Pull out each line in the data below that includes the string "wearing". The match is case-sensitive.

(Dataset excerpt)
^^^^^^^^^^^^^^^^
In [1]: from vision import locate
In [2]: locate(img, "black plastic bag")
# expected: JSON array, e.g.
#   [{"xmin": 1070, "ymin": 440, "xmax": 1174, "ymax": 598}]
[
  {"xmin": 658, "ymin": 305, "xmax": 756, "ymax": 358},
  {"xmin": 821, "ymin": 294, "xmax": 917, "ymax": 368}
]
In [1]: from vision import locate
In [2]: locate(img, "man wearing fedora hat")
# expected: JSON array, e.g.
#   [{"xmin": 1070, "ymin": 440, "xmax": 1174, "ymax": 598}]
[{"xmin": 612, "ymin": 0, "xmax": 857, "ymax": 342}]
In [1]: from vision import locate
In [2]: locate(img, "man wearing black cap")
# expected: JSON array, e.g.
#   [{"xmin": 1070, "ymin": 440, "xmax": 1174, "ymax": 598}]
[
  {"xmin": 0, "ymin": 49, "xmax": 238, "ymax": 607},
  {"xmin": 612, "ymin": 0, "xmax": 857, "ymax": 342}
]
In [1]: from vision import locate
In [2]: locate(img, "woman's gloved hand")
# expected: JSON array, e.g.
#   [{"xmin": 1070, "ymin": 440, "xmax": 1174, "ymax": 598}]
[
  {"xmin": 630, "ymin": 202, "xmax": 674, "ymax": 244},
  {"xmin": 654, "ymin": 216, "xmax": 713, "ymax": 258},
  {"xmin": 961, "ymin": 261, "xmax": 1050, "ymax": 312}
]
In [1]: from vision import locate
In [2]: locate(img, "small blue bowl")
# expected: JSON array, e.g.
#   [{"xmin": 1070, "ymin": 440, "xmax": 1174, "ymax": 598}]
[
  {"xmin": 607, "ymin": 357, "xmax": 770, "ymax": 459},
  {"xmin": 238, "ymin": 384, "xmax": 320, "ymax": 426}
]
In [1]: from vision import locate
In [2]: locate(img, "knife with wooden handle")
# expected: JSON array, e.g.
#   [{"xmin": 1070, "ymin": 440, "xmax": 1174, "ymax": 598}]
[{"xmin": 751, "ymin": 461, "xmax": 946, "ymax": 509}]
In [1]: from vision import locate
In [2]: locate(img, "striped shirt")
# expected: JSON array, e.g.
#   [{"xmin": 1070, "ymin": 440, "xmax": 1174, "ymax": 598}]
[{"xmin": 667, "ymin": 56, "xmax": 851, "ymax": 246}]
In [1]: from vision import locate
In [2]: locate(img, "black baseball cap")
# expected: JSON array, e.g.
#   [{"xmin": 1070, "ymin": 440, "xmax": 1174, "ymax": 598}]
^^^^^^^^^^^^^^^^
# Solved exercise:
In [2]: locate(img, "man wearing fedora hat")
In [2]: locate(img, "man wearing black cap")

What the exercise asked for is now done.